Brief: Transcribe the records in full.

■ ■ ■ ■ ■

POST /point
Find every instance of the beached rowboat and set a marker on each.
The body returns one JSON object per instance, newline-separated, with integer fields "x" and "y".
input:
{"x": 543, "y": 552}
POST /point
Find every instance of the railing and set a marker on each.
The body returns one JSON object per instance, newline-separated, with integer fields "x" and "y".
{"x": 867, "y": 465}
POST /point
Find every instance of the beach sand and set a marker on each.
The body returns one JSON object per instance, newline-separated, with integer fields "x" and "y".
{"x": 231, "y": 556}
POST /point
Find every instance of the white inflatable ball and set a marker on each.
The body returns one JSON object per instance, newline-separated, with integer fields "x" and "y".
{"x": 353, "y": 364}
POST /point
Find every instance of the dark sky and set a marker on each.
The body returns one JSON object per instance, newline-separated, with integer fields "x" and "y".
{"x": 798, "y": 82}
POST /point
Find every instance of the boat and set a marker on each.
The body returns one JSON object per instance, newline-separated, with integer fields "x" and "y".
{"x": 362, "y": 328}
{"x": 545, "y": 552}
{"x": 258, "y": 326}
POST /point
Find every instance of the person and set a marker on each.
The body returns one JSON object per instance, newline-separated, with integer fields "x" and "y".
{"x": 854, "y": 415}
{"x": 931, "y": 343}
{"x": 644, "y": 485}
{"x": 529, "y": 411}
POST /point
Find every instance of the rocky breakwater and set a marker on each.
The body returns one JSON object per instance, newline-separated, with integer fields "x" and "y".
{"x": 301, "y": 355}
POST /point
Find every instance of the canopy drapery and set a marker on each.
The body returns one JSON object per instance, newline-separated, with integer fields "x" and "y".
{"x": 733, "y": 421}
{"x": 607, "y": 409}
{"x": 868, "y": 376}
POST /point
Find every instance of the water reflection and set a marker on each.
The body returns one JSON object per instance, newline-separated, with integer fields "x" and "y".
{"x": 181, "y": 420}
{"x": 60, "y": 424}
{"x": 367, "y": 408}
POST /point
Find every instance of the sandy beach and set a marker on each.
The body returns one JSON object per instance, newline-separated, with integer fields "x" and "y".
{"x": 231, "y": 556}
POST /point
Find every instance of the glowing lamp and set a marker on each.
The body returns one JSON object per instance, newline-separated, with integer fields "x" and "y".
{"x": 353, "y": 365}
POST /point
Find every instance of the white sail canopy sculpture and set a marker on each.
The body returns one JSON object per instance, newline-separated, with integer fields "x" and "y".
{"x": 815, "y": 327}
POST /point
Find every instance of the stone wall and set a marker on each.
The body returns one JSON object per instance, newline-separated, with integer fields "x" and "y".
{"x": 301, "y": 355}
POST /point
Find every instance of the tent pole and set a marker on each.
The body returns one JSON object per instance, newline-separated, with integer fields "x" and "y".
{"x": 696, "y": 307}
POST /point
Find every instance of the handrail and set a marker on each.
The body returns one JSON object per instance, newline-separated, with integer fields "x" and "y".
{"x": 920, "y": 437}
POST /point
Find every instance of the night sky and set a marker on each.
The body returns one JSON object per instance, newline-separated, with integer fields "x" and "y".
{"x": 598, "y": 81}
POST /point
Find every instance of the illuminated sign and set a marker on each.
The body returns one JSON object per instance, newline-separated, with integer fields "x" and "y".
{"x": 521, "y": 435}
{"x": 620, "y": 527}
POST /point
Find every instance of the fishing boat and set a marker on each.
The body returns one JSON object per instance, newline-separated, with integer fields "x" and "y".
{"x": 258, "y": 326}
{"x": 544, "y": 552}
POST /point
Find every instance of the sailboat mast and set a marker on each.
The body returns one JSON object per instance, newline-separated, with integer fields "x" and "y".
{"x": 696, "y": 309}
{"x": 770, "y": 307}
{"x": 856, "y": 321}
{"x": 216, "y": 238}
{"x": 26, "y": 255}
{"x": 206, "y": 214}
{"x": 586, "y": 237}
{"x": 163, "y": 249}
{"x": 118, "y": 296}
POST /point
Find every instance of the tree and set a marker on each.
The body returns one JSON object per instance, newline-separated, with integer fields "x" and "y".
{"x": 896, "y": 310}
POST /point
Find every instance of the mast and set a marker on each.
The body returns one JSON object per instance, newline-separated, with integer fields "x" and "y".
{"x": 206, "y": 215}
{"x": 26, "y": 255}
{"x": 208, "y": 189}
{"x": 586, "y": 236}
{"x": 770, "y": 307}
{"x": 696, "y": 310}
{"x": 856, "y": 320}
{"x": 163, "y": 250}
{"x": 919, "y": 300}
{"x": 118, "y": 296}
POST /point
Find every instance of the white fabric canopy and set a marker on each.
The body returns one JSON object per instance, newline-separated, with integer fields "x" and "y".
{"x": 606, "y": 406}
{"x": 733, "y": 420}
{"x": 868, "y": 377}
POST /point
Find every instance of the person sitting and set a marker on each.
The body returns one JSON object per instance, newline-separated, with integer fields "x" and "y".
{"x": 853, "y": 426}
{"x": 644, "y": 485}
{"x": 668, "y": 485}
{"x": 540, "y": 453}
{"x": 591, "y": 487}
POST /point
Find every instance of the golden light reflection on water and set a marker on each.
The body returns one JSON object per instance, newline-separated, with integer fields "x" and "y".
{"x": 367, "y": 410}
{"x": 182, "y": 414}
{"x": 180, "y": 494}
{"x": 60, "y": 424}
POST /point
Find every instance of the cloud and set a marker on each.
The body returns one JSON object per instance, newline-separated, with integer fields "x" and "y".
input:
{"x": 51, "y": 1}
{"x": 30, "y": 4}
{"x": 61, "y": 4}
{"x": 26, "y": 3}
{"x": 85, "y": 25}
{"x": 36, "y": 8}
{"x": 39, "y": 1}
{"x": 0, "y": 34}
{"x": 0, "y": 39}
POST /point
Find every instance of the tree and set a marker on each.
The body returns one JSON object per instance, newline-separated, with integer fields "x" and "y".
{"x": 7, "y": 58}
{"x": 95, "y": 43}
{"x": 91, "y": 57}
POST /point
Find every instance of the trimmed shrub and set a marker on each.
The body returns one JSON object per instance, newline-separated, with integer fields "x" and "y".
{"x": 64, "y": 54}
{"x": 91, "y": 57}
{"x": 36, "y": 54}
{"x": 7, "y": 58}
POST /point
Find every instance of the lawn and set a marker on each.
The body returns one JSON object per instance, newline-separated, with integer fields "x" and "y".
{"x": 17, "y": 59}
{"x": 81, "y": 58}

■ ■ ■ ■ ■

Solution for this task:
POST /point
Find every instance of the beached rowboat and set a marker on each.
The body returns one JSON object per instance, newline-separated, with integer fields "x" and "y".
input:
{"x": 543, "y": 552}
POST /point
Find every instance of the railing and set a marker on each.
The body returns one JSON object per instance, newline-separated, with integer fields "x" and "y".
{"x": 867, "y": 465}
POST /point
Find every instance of the beach sand and set a marker on each.
The body returns one JSON object per instance, newline-separated, with integer fields "x" and "y".
{"x": 231, "y": 556}
POST /point
Find every instance of the white inflatable ball and set a marker on each.
The body returns one JSON object per instance, newline-separated, with integer fields "x" and "y".
{"x": 353, "y": 364}
POST /point
Find every instance of the dark sky and set a marker on each.
The body returns one JSON object per instance, newline-separated, with integer fields "x" and "y".
{"x": 798, "y": 82}
POST /point
Find every instance of the boat and set a marker on each.
The body returns one JSON object per instance, newline-separated, with integer fields "x" and "y".
{"x": 362, "y": 328}
{"x": 545, "y": 552}
{"x": 258, "y": 326}
POST /point
Find every instance of the person and set a marker on each.
The body returns one JSON object per instance, newline-separated, with integer fields "x" and "y".
{"x": 854, "y": 415}
{"x": 931, "y": 343}
{"x": 644, "y": 485}
{"x": 529, "y": 411}
POST /point
Find every instance of the rocky breakwater and set a marker on each.
The body returns one JSON object per instance, newline-separated, with integer fields "x" and "y".
{"x": 301, "y": 355}
POST /point
Find every instance of the canopy drapery and set a marker on each.
The body returns one JSON object per instance, newline-separated, with integer fields "x" and "y".
{"x": 733, "y": 421}
{"x": 607, "y": 409}
{"x": 868, "y": 376}
POST /point
Find every instance of the water reflection and set a marker on each.
The body returns one JSON object per instance, newline-separated, with integer fields "x" and "y".
{"x": 181, "y": 420}
{"x": 60, "y": 424}
{"x": 367, "y": 408}
POST /point
Find every instance of the sandy beach and set a marker on each.
The body returns one JSON object per instance, newline-separated, with integer fields "x" and "y".
{"x": 231, "y": 556}
POST /point
Find every instance of the glowing lamp and set a marker on each.
The body returns one JSON object per instance, newline-separated, with integer fields "x" and "y".
{"x": 353, "y": 365}
POST /point
Find every instance of the white sail canopy sculpture and set a marker on each.
The body returns one JSON object per instance, newline-separated, with integer fields "x" and "y".
{"x": 815, "y": 327}
POST /point
Find every instance of the stone wall and set a marker on each.
The body returns one JSON object per instance, newline-separated, with integer fields "x" and "y".
{"x": 301, "y": 355}
POST /point
Find every instance of the tent pole and set a marker on each.
The body returns one JSON object per instance, newline-separated, with integer fields "x" and "y".
{"x": 696, "y": 307}
POST /point
Find every instance of the handrail and set a marker on each.
The body returns one JSON object per instance, newline-separated, with integer fields "x" and "y".
{"x": 920, "y": 437}
POST /point
Find every instance of the night sky and set a marker on each.
The body returns one JSON object per instance, newline-separated, with integer fields "x" and "y".
{"x": 598, "y": 81}
POST /point
Find every instance of the illuminated sign and set a marker on each.
The body returns one JSON object per instance, newline-separated, with integer fields "x" and "y".
{"x": 521, "y": 435}
{"x": 620, "y": 527}
POST /point
Find every instance of the fishing boat and set a marker on each.
The body returns one JSON object per instance, newline-separated, with integer fields "x" and "y".
{"x": 258, "y": 326}
{"x": 544, "y": 552}
POST /point
Find every instance of the sailboat mast and set a marker on each.
The body returns one JSON object per instance, newline-separated, with integer fields "x" and "y".
{"x": 696, "y": 309}
{"x": 770, "y": 307}
{"x": 856, "y": 321}
{"x": 216, "y": 238}
{"x": 26, "y": 255}
{"x": 206, "y": 214}
{"x": 586, "y": 237}
{"x": 163, "y": 249}
{"x": 118, "y": 296}
POST /point
Find every instance of the tree and set a marker on each.
The body returns one JSON object per instance, newline-separated, with integer fields "x" and "y".
{"x": 896, "y": 310}
POST /point
Find every instance of the mast and set a marker on each.
The body returns one JSON object per instance, newline-separated, with integer fields "x" and "y".
{"x": 206, "y": 215}
{"x": 26, "y": 255}
{"x": 208, "y": 189}
{"x": 586, "y": 236}
{"x": 770, "y": 307}
{"x": 696, "y": 310}
{"x": 856, "y": 320}
{"x": 163, "y": 250}
{"x": 919, "y": 300}
{"x": 118, "y": 296}
POST /point
Find every instance of the white fabric canopy and set a marker on each.
The body returns one JSON object per instance, newline-separated, with integer fields "x" and "y".
{"x": 606, "y": 406}
{"x": 733, "y": 420}
{"x": 868, "y": 377}
POST /point
Find every instance of the person sitting and set a marker on each.
The body returns one JSON object per instance, newline-separated, with integer fields "x" and "y".
{"x": 853, "y": 426}
{"x": 644, "y": 485}
{"x": 668, "y": 485}
{"x": 540, "y": 453}
{"x": 591, "y": 487}
POST /point
Find every instance of the golden light reflection on water and set a marker on each.
The body returns one JSON object per instance, newline-separated, with integer fields "x" and "y".
{"x": 367, "y": 410}
{"x": 182, "y": 414}
{"x": 180, "y": 494}
{"x": 60, "y": 424}
POST /point
Find every instance of the cloud and set a marker on each.
The body returns one JSON object per instance, newline-separated, with integer fields "x" and "y".
input:
{"x": 51, "y": 1}
{"x": 30, "y": 4}
{"x": 61, "y": 4}
{"x": 26, "y": 3}
{"x": 85, "y": 25}
{"x": 36, "y": 8}
{"x": 39, "y": 1}
{"x": 0, "y": 34}
{"x": 0, "y": 39}
POST /point
Find every instance of the tree and set a marker on each.
The body returns one JSON object per instance, newline-separated, with integer fields "x" and "y".
{"x": 7, "y": 58}
{"x": 95, "y": 43}
{"x": 91, "y": 57}
POST /point
Find every instance of the trimmed shrub and set a marker on each.
The body returns one JSON object per instance, newline-separated, with integer fields "x" and "y".
{"x": 64, "y": 54}
{"x": 91, "y": 57}
{"x": 36, "y": 54}
{"x": 7, "y": 58}
POST /point
Find every instance of the lawn and set a marker on each.
The body returns one JSON object per instance, newline-separated, with integer fields "x" and "y".
{"x": 17, "y": 59}
{"x": 81, "y": 58}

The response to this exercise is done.